[Collected data]
============

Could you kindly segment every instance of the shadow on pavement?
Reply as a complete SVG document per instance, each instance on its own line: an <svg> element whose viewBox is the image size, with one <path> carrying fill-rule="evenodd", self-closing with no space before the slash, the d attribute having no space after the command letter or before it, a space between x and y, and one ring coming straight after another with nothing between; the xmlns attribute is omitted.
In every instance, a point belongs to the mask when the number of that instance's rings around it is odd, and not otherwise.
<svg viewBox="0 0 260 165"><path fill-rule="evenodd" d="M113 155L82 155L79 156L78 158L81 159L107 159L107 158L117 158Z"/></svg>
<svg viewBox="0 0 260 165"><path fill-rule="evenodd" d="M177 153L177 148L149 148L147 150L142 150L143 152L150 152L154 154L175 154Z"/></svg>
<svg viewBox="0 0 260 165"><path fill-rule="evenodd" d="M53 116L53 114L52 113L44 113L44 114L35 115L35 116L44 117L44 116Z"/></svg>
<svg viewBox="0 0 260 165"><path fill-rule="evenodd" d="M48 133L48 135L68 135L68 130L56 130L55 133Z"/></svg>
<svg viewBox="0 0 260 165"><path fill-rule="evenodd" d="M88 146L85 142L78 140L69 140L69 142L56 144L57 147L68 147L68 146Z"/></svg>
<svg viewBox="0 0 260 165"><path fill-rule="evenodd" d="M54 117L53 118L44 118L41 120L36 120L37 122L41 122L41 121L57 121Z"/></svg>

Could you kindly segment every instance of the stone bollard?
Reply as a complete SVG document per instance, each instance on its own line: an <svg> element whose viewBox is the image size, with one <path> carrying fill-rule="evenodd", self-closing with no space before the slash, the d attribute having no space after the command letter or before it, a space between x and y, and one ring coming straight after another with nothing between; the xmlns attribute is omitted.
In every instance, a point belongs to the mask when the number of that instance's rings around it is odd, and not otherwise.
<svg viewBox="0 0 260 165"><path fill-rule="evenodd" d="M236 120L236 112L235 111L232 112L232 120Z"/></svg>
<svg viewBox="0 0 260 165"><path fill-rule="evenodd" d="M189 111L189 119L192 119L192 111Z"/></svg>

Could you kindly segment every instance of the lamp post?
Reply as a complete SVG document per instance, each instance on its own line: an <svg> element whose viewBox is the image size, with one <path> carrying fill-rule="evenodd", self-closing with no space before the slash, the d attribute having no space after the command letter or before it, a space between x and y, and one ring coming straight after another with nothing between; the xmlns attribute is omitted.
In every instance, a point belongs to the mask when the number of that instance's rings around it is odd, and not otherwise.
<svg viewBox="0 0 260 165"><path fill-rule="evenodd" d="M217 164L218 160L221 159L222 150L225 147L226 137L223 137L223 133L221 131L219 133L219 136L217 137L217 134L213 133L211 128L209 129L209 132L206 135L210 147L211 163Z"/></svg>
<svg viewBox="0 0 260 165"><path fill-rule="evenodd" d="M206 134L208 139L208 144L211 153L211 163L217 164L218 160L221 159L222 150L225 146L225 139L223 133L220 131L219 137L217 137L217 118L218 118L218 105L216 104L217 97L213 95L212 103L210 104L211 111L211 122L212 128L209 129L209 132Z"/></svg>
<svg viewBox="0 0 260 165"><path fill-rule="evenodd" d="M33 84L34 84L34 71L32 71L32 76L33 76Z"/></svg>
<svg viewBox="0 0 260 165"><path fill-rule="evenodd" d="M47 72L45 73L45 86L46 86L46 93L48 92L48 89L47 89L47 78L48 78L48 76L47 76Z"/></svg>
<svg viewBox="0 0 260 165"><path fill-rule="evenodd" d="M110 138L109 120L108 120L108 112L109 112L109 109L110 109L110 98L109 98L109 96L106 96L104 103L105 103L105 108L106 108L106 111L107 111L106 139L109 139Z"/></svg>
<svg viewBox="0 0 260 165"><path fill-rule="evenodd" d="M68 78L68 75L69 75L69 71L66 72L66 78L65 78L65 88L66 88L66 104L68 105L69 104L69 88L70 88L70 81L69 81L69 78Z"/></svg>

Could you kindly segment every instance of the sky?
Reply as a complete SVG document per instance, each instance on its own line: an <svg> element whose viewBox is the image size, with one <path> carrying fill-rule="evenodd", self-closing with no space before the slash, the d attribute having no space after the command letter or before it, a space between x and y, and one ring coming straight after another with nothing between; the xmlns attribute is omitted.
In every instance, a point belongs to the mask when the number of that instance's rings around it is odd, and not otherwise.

============

WHAT TO WORK ON: Give back every entry above, complete and exact.

RESPONSE AREA:
Could you kindly segment every instance of the shadow on pavement?
Reply as a complete SVG document per instance, each instance on its own line: an <svg> element whose viewBox is the image size, with one <path> carrying fill-rule="evenodd", self-closing with no space before the slash, the d attribute having no space after the command letter or before it, a space between x and y, and one ring coming straight after another with nothing between; the xmlns attribute is omitted.
In every instance, a point belongs to the mask when the number of that instance's rings around it is odd, and not otherwise.
<svg viewBox="0 0 260 165"><path fill-rule="evenodd" d="M113 155L82 155L79 156L78 158L81 159L107 159L107 158L117 158Z"/></svg>
<svg viewBox="0 0 260 165"><path fill-rule="evenodd" d="M177 153L177 148L149 148L147 150L142 150L143 152L150 152L154 154L175 154Z"/></svg>
<svg viewBox="0 0 260 165"><path fill-rule="evenodd" d="M53 116L53 114L52 113L44 113L44 114L35 115L35 116L44 117L44 116Z"/></svg>
<svg viewBox="0 0 260 165"><path fill-rule="evenodd" d="M48 133L48 135L68 135L68 130L56 130L55 133Z"/></svg>
<svg viewBox="0 0 260 165"><path fill-rule="evenodd" d="M88 146L85 142L78 140L69 140L69 142L56 144L57 147L68 147L68 146Z"/></svg>
<svg viewBox="0 0 260 165"><path fill-rule="evenodd" d="M54 117L53 118L44 118L41 120L36 120L37 122L41 122L41 121L57 121Z"/></svg>

Could you kindly segment every instance of the stone bollard?
Reply as a complete SVG document per instance, each instance on its own line: an <svg> element whose viewBox is the image size, with one <path> carrying fill-rule="evenodd", self-closing with no space before the slash, the d attribute having no space after the command letter or before it, a space between x and y, and one ring coming straight after another with nothing between; the xmlns attribute is omitted.
In every instance, a point belongs to the mask when the number of that instance's rings around it is odd, and not otherwise.
<svg viewBox="0 0 260 165"><path fill-rule="evenodd" d="M236 120L236 112L235 111L232 112L232 120Z"/></svg>
<svg viewBox="0 0 260 165"><path fill-rule="evenodd" d="M189 111L189 119L192 119L192 111Z"/></svg>

Could you kindly segment every instance of the lamp post?
Reply as a complete SVG document per instance, each instance on its own line: an <svg> element whose viewBox is the image size, with one <path> carrying fill-rule="evenodd", self-closing with no space before the slash, the d attribute having no space after the command letter or before it, a space between x and y, and one ring coming straight after another with nothing between; the xmlns attribute is omitted.
In every instance, a point belongs to the mask when the number of that instance's rings around it is odd, and not otherwise.
<svg viewBox="0 0 260 165"><path fill-rule="evenodd" d="M217 164L218 160L221 159L222 150L225 147L226 137L223 137L223 133L221 131L219 133L219 136L217 137L217 134L213 133L211 128L209 129L209 132L206 135L210 147L211 163Z"/></svg>
<svg viewBox="0 0 260 165"><path fill-rule="evenodd" d="M206 134L208 139L208 144L211 153L211 163L217 164L218 160L221 159L222 150L225 146L225 139L223 133L220 131L219 137L217 137L217 118L218 118L218 105L216 104L217 97L213 95L212 103L210 104L211 111L211 122L212 128L209 129L209 132Z"/></svg>
<svg viewBox="0 0 260 165"><path fill-rule="evenodd" d="M33 84L34 84L34 71L32 71L32 76L33 76Z"/></svg>
<svg viewBox="0 0 260 165"><path fill-rule="evenodd" d="M47 72L45 73L45 86L46 86L46 93L48 92L48 89L47 89L47 78L48 78L48 76L47 76Z"/></svg>
<svg viewBox="0 0 260 165"><path fill-rule="evenodd" d="M110 138L109 120L108 120L108 112L109 112L109 109L110 109L110 98L109 98L109 96L106 96L104 103L105 103L105 108L106 108L106 111L107 111L106 139L109 139Z"/></svg>
<svg viewBox="0 0 260 165"><path fill-rule="evenodd" d="M68 78L68 75L69 75L69 71L66 72L66 78L65 78L65 88L66 88L66 104L68 105L69 104L69 88L70 88L70 81L69 81L69 78Z"/></svg>

Could you kindly segment every instance of the sky?
Reply as a complete SVG document per instance, each instance on its own line: an <svg> element whose viewBox is the image size, with one <path> carrying fill-rule="evenodd", self-closing with no space before the slash, the d attribute having no space after the command letter or before it, a space between x and y, and one ring coming straight after another with nothing between; the xmlns attribute is omitted.
In every instance, a point belongs to the mask when the number of that instance's rings around it is odd, and not otherwise.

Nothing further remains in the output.